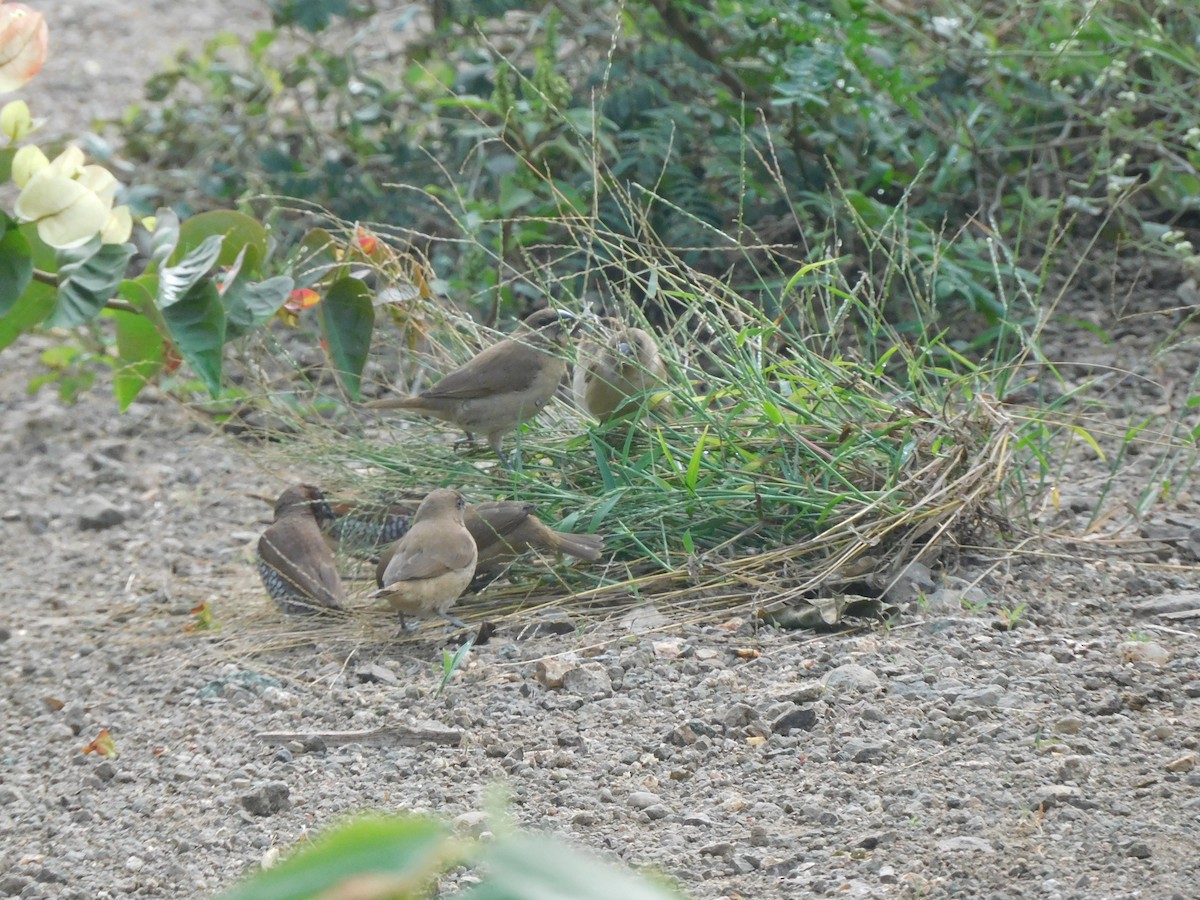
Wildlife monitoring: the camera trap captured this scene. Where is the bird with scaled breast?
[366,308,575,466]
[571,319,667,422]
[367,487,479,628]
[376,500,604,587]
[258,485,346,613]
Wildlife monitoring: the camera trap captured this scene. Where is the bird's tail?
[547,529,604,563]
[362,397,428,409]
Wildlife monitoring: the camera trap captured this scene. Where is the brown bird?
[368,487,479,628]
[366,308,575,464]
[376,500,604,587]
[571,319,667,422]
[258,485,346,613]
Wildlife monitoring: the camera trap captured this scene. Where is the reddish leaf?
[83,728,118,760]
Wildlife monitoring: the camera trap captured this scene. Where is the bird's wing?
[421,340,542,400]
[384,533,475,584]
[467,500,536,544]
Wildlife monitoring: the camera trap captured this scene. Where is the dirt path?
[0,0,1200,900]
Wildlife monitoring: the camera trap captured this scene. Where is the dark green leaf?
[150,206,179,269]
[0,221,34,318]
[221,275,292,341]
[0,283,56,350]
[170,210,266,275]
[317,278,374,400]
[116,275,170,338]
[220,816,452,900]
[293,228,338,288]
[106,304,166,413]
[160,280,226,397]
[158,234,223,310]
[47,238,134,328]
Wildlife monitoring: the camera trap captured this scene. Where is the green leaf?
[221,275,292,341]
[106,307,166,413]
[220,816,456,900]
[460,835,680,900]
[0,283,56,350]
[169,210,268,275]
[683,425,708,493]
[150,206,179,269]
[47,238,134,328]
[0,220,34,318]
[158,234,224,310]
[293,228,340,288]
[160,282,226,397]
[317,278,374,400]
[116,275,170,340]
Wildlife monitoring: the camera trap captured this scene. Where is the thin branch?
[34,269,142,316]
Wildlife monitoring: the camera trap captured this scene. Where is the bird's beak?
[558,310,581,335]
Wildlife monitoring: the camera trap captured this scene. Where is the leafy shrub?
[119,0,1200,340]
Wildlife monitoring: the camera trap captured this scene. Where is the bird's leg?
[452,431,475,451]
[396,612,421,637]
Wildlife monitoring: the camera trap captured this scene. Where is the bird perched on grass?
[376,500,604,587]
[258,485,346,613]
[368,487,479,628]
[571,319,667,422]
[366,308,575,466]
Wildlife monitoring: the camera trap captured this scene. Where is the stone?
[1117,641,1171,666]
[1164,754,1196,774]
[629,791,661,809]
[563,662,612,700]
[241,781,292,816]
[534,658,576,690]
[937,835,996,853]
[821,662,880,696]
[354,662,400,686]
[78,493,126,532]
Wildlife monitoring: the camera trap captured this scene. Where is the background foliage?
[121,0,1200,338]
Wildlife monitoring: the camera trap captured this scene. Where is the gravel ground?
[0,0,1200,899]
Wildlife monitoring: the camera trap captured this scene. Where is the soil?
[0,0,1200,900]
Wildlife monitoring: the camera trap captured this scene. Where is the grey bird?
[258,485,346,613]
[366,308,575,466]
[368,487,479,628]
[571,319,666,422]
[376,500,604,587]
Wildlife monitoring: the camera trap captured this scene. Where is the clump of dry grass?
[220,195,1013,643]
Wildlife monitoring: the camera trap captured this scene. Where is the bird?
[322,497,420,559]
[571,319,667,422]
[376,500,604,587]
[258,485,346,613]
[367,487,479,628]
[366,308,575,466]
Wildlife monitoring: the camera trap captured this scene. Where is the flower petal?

#### EXERCISE DESCRIPTION:
Substitute "trail camera" for every "camera trap" in the material above and write it out again, keeping everything else the same and leaving out the pictures.

#### SOLUTION BELOW:
Wildlife monitoring: the trail camera captured this scene. Where is the bird with scaled breast?
[366,308,575,466]
[571,319,667,422]
[367,487,479,628]
[376,500,604,587]
[258,485,346,613]
Wildlife monitoring: the trail camera captured this scene. Where is the bird's tail?
[547,529,604,563]
[362,397,428,409]
Wildlife monitoring: the trail camera captured this scene. Where is the brown bird?
[368,487,479,628]
[366,308,575,464]
[376,500,604,587]
[571,319,667,422]
[258,485,346,613]
Wildlife monitoring: the trail camera captured this scene. Where is the reddish leaf?
[83,728,118,760]
Wildlife monitoring: the trail camera captured this scene. Where is the bird's wing?
[421,340,542,400]
[384,533,475,584]
[467,500,536,544]
Wildlife monitoring: the trail camera captured this scene. Where is the dirt path?
[0,0,1200,900]
Wildlife monitoring: the trail camera captured this scene. Where is the dark green leaf?
[150,206,179,269]
[0,221,34,318]
[221,275,292,341]
[0,283,56,350]
[170,210,266,275]
[317,278,374,400]
[116,275,170,338]
[220,816,452,900]
[293,228,338,288]
[106,304,166,413]
[160,280,226,397]
[158,234,223,310]
[47,238,134,328]
Wildlife monitoring: the trail camera captured this scene. Where is the green leaf?
[221,275,292,341]
[106,307,166,413]
[220,816,456,900]
[460,835,680,900]
[0,283,56,350]
[169,210,268,275]
[683,425,708,493]
[150,206,179,269]
[47,238,134,328]
[0,220,34,318]
[158,234,224,310]
[293,228,340,288]
[160,282,226,397]
[317,278,374,400]
[116,275,170,340]
Wildlife monitoring: the trail camera captured this scene. Where is the thin branch?
[34,269,142,316]
Wildlife monitoring: the trail camera captured this scene. Where is the bird's beak?
[558,310,581,335]
Wildlife monitoring: the trail camera captured this scene. Where is the leafy shrub?
[119,0,1200,340]
Wildlife monitoring: the trail camera captured this scene. Where is the bird's leg?
[452,431,475,451]
[396,612,421,637]
Wildlife monitoring: the trail camera captured this scene. Where is the bird perched on grass?
[376,500,604,587]
[258,485,346,613]
[368,487,479,628]
[571,319,667,422]
[366,308,575,466]
Wildlife monitoring: the trail camera captured this scene. Where is the stone?
[1117,641,1171,666]
[1164,754,1196,774]
[629,791,661,809]
[563,662,612,700]
[241,781,292,816]
[534,658,576,690]
[937,835,996,853]
[821,662,880,696]
[354,662,400,686]
[78,493,126,532]
Wildlife monitoring: the trail camera captured this scene. Where is the background foliage?
[121,0,1200,338]
Wildlife monitoring: the trail camera captured this scene. Where is the gravel ground?
[0,0,1200,899]
Wildlife monitoring: the trail camera captured this scene. Where is the soil?
[0,0,1200,900]
Wildlife monitoring: the trail camera captured this scene. Where is the grey bird?
[258,485,346,613]
[366,308,575,466]
[368,487,479,628]
[571,319,666,422]
[376,500,604,587]
Wildlife monitoring: the trail camera captured this scene. Where is the clump of dry grass?
[220,195,1013,643]
Wildlife monitoring: the trail camera captured this scene. Where is the bird?
[322,497,420,559]
[571,319,667,422]
[376,500,604,587]
[258,485,346,613]
[367,487,479,628]
[366,308,575,466]
Wildlife monitoring: the trail camera captured this scene. Where is the flower petal?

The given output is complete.